Object location annotation data
=-=-=

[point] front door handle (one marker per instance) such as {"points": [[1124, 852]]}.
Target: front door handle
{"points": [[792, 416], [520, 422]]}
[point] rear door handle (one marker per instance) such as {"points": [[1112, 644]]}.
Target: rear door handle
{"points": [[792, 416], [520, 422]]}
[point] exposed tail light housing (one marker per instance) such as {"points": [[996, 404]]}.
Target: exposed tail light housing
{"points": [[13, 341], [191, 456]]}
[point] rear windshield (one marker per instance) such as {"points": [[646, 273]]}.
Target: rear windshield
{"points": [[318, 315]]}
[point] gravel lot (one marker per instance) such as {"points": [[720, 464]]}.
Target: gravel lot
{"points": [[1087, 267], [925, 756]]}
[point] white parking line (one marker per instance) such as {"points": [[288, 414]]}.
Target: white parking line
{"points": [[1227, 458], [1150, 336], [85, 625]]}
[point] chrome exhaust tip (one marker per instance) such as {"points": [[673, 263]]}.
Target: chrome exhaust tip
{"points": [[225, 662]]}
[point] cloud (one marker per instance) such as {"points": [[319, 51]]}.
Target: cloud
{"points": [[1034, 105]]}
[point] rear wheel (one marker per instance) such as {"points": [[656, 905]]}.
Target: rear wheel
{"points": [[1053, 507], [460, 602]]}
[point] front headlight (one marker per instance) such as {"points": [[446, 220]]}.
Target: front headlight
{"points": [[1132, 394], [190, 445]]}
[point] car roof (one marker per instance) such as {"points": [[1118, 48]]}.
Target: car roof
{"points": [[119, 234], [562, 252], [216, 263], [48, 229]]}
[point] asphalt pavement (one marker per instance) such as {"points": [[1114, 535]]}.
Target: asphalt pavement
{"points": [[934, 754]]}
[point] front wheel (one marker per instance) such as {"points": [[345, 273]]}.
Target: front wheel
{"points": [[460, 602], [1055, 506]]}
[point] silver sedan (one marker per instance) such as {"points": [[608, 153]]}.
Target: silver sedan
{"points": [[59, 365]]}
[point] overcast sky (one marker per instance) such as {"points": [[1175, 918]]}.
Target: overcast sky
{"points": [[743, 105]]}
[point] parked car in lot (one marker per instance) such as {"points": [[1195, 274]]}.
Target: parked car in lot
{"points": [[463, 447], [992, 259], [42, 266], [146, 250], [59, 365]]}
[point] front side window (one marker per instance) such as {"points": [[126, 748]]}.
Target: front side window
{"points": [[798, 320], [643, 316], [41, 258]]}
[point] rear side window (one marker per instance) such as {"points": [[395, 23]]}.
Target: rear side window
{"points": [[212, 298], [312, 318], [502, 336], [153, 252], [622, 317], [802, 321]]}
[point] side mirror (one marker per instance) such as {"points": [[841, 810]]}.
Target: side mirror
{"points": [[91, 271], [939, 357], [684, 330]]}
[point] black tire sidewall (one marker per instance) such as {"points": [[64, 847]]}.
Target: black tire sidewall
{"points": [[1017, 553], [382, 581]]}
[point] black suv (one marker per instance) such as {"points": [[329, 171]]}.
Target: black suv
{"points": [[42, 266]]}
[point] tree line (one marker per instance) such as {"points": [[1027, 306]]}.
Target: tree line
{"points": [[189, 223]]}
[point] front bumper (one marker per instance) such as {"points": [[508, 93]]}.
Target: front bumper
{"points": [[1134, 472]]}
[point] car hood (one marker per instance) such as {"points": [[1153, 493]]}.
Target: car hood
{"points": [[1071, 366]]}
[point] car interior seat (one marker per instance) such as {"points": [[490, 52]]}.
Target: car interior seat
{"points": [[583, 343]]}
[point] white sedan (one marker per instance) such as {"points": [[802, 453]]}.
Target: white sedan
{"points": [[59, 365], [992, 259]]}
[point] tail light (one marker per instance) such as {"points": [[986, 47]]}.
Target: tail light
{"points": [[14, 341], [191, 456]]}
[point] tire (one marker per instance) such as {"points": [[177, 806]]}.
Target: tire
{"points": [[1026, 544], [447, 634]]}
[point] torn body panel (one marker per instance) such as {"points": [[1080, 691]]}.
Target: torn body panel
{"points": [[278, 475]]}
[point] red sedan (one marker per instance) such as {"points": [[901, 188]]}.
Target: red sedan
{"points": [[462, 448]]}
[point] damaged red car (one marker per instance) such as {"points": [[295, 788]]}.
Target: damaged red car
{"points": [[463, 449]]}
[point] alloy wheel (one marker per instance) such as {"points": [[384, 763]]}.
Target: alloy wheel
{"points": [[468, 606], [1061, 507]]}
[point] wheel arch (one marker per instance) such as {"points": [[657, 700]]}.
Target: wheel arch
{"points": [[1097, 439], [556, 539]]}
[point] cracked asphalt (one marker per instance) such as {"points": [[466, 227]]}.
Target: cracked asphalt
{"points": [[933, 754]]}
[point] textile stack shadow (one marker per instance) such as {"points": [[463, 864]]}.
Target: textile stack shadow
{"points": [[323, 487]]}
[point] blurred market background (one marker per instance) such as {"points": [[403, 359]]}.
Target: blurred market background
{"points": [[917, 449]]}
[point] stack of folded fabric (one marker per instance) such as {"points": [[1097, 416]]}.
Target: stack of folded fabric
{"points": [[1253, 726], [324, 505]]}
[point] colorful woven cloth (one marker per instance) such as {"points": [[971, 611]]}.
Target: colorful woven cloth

=-=-=

DO THIS
Each record above should be output again exactly.

REPLY TO THE EXERCISE
[point] front door handle (one marker per instance) such as {"points": [[1124, 852]]}.
Target: front door handle
{"points": [[792, 416], [520, 422]]}
[point] rear door handle (one marker per instance) such as {"points": [[1112, 644]]}.
Target: rear door handle
{"points": [[792, 416], [520, 422]]}
[point] exposed tail light housing (one marker per instance) such as {"points": [[996, 404]]}.
Target: exposed tail light housing
{"points": [[13, 341], [191, 456]]}
[point] rear windshield (one marker per instance) such as {"points": [[646, 273]]}.
Target: rear windshield
{"points": [[318, 315]]}
[point] gravel lot (one marker per instance) such as {"points": [[720, 464]]}.
Target: gravel lot
{"points": [[1087, 267], [925, 756]]}
[point] white parking line (one marker per instance) such as {"points": [[288, 414]]}.
Target: white parking line
{"points": [[1227, 458], [1150, 336], [85, 625]]}
[point] chrome exhaust tip (one marker per instance) such as {"points": [[673, 263]]}.
Target: chrome exhaust tip
{"points": [[225, 662]]}
[point] cloud (one marker per instance) such as {"points": [[319, 51]]}.
Target: cloud
{"points": [[1034, 105]]}
[point] rear wheel (one marker per instance) such as {"points": [[656, 905]]}.
Target: rear wheel
{"points": [[1053, 507], [460, 602]]}
[point] front headlight (one marker per instance) such as {"points": [[446, 220]]}.
Target: front headlight
{"points": [[1132, 394], [190, 445]]}
[point] car roof (one marker per instance) such as {"points": [[1118, 48]]}.
Target: car roof
{"points": [[119, 234], [562, 252], [216, 263], [48, 229]]}
[point] asphalt pavement (one marker per instance) such as {"points": [[1114, 535]]}.
Target: asphalt pavement
{"points": [[934, 754]]}
[point] front wheel (one marker per instance) such as {"points": [[345, 273]]}.
Target: front wheel
{"points": [[460, 602], [1055, 506]]}
[point] silver sedan (one marker per instance) such as {"points": [[608, 153]]}.
Target: silver sedan
{"points": [[59, 365]]}
[point] overcast sky (one marker per instance) such as {"points": [[1175, 918]]}.
Target: overcast sky
{"points": [[743, 105]]}
[point] parked car in lot (one marker per instance) such as {"points": [[1195, 274]]}.
Target: parked car in lot
{"points": [[463, 447], [992, 259], [42, 266], [146, 250], [59, 365]]}
[point] front side window (one marker per instance) such as {"points": [[126, 748]]}.
Target: front side window
{"points": [[798, 320], [643, 316], [41, 258]]}
[point] rear side window (one marker per instance) such as {"points": [[395, 23]]}.
Target: rear side window
{"points": [[212, 298], [312, 318], [502, 336], [153, 252], [622, 317], [802, 321]]}
[point] side mirror (one marker per instance) such as {"points": [[841, 810]]}.
Target: side mirror
{"points": [[91, 271], [939, 357], [684, 330]]}
[point] black tire sidewall (one marker per instance) such as {"points": [[64, 847]]}.
Target: black tire sidewall
{"points": [[1017, 553], [382, 581]]}
[point] black suv (one marker per instance) such as {"points": [[329, 171]]}.
Target: black suv
{"points": [[42, 266]]}
[point] tree line (one marker per instance) such as {"points": [[1027, 306]]}.
Target: tree line
{"points": [[189, 223]]}
[point] front bumper (one marker per instance) such as {"points": [[508, 93]]}.
Target: front bumper
{"points": [[1134, 472]]}
[point] car hood (one marker per instance) such as {"points": [[1153, 493]]}.
Target: car hood
{"points": [[1071, 366]]}
[point] car interior seat (one marker per instance) such as {"points": [[490, 52]]}.
Target: car interior seat
{"points": [[583, 343]]}
[point] white sedan (one marker per instance) such as {"points": [[802, 453]]}.
Target: white sedan
{"points": [[59, 365], [992, 259]]}
[point] tail light (one marker per instance) such as {"points": [[986, 47]]}.
Target: tail light
{"points": [[14, 341], [191, 456]]}
[point] tire (one marker per instance) such as {"points": [[177, 806]]}.
Target: tire
{"points": [[1026, 544], [447, 634]]}
[point] torn body panel (one marker per instance) such as {"points": [[1080, 691]]}.
Target: torn body panel
{"points": [[278, 475]]}
[point] red sedan (one marker per instance) such as {"points": [[901, 188]]}.
Target: red sedan
{"points": [[462, 448]]}
[point] damaged red car (one marker per instance) such as {"points": [[295, 788]]}.
Target: damaged red car
{"points": [[463, 449]]}
[point] alloy wheel (one marker per instance) such as {"points": [[384, 763]]}.
Target: alloy wheel
{"points": [[468, 606], [1061, 507]]}
[point] wheel arch (one marker per instance) such as {"points": [[657, 700]]}.
Target: wheel arch
{"points": [[1097, 439], [556, 539]]}
[point] cracked asphalt (one marker per instance) such as {"points": [[466, 227]]}.
Target: cracked asphalt
{"points": [[933, 754]]}
[point] textile stack shadow (one marker per instance) such as {"points": [[463, 864]]}.
Target: textile stack shadow
{"points": [[323, 487]]}
[point] blurred market background (one marker per instance) such as {"points": [[403, 359]]}.
Target: blurred market background
{"points": [[917, 449]]}
[point] stack of folded fabric (one marker per instance) such as {"points": [[1097, 416]]}.
Target: stack of folded fabric
{"points": [[1253, 726], [324, 505]]}
[point] colorful woven cloth (one marker per instance) such as {"points": [[971, 611]]}.
Target: colorful woven cloth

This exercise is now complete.